■ Action item
Return, from the material below, each line in which the word "tree" is present.

■ The records
------------------------------------------------------------------------

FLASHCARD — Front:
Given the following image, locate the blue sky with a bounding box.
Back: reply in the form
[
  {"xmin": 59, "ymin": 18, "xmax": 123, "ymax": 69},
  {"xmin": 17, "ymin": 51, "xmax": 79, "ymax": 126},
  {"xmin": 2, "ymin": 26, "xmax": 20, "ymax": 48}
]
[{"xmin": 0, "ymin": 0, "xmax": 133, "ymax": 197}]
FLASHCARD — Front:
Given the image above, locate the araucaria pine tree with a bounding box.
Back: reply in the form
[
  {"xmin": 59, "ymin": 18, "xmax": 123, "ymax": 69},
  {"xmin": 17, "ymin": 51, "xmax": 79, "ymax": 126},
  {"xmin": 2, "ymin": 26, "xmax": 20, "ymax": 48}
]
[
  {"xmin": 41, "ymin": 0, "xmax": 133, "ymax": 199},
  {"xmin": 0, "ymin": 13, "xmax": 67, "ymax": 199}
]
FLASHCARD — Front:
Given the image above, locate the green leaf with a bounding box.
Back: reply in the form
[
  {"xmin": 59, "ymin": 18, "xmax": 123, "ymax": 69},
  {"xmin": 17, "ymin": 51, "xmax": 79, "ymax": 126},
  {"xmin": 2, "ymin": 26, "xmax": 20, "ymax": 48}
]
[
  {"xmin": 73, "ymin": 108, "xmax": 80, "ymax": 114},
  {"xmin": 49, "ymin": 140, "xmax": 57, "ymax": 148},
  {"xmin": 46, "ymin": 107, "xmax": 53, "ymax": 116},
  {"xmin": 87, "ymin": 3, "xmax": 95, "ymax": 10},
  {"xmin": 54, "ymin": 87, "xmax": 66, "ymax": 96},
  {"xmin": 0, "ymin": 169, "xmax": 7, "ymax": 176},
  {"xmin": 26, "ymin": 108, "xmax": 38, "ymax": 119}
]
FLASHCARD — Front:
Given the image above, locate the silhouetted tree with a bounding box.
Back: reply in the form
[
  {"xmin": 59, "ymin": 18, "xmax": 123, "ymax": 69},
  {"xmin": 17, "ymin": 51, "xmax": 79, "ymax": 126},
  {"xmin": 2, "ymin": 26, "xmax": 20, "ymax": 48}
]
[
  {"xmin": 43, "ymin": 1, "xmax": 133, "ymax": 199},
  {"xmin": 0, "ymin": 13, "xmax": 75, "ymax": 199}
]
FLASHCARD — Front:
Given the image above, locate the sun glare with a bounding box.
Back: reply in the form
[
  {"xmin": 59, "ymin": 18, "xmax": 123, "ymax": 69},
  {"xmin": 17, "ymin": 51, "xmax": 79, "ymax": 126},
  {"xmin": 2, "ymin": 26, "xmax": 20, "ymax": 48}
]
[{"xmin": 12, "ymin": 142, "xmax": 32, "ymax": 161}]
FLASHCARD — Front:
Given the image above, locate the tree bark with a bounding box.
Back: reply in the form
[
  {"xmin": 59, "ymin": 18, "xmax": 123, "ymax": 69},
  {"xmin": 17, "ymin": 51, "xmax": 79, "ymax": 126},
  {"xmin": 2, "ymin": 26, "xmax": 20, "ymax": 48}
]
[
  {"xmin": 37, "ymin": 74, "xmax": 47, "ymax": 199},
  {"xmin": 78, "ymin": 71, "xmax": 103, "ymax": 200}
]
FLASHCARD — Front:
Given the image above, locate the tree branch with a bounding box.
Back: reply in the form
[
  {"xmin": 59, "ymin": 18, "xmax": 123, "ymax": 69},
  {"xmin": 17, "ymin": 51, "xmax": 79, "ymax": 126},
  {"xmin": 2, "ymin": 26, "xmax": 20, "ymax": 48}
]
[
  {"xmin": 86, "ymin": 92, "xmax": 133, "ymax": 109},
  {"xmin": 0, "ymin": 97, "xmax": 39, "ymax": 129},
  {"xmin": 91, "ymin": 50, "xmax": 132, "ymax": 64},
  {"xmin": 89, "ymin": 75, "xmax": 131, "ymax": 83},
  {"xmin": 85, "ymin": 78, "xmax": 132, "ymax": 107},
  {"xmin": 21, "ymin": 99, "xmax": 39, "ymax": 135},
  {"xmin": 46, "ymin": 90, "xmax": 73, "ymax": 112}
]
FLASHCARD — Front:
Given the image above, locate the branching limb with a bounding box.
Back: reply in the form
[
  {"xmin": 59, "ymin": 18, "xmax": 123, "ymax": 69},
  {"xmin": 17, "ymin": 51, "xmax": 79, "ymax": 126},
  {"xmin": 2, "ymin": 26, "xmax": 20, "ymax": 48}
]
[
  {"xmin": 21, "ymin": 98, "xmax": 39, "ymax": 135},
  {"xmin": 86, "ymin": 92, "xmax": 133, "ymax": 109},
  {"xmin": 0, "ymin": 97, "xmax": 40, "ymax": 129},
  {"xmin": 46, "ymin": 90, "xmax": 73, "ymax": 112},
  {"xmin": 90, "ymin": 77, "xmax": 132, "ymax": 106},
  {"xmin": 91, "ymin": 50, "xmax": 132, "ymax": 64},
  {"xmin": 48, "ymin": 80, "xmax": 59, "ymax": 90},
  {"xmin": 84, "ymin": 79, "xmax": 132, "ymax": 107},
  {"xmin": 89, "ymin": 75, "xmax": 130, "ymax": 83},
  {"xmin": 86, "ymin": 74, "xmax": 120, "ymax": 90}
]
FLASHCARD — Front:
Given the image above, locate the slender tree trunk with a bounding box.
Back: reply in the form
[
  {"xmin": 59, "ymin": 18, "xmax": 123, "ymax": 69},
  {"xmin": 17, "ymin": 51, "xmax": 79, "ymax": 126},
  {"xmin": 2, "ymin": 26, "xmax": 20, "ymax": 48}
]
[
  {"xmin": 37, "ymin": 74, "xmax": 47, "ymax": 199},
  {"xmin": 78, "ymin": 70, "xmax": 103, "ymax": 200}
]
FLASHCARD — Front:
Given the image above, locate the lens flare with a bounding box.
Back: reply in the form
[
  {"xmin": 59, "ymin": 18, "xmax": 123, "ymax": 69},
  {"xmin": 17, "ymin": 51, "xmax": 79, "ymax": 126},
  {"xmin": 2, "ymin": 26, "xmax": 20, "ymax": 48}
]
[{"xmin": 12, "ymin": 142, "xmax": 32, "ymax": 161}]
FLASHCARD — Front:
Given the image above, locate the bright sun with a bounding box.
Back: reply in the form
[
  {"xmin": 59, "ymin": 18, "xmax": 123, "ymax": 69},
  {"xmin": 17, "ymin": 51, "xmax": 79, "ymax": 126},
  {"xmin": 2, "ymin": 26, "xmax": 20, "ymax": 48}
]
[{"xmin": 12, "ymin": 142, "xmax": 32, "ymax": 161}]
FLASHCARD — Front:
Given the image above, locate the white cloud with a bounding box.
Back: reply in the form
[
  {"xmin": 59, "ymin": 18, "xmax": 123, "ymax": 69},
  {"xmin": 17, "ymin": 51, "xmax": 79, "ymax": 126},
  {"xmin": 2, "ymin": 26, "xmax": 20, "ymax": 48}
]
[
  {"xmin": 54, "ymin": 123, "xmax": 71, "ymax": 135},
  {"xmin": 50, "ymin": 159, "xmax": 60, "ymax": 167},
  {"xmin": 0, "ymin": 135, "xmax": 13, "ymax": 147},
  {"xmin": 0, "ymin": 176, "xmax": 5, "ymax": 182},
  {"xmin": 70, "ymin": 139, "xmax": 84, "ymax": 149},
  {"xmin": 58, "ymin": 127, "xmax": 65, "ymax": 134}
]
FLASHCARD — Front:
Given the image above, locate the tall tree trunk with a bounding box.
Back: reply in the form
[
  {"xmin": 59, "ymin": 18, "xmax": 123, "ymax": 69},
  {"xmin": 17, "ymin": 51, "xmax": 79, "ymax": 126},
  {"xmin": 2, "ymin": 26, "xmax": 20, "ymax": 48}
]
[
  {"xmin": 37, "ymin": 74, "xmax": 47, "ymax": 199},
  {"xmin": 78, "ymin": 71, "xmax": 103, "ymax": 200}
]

------------------------------------------------------------------------

■ Task result
Given the image above, locate the araucaria pine tree with a bounding box.
Given the image above, locate the silhouetted tree with a bounding box.
Given the image above, locate the tree bark with a bounding box.
Given the image above, locate the tree branch with a bounding box.
Given the image above, locate the slender tree trunk with a bounding box.
Given the image above, locate the tall tree trunk with a bounding box.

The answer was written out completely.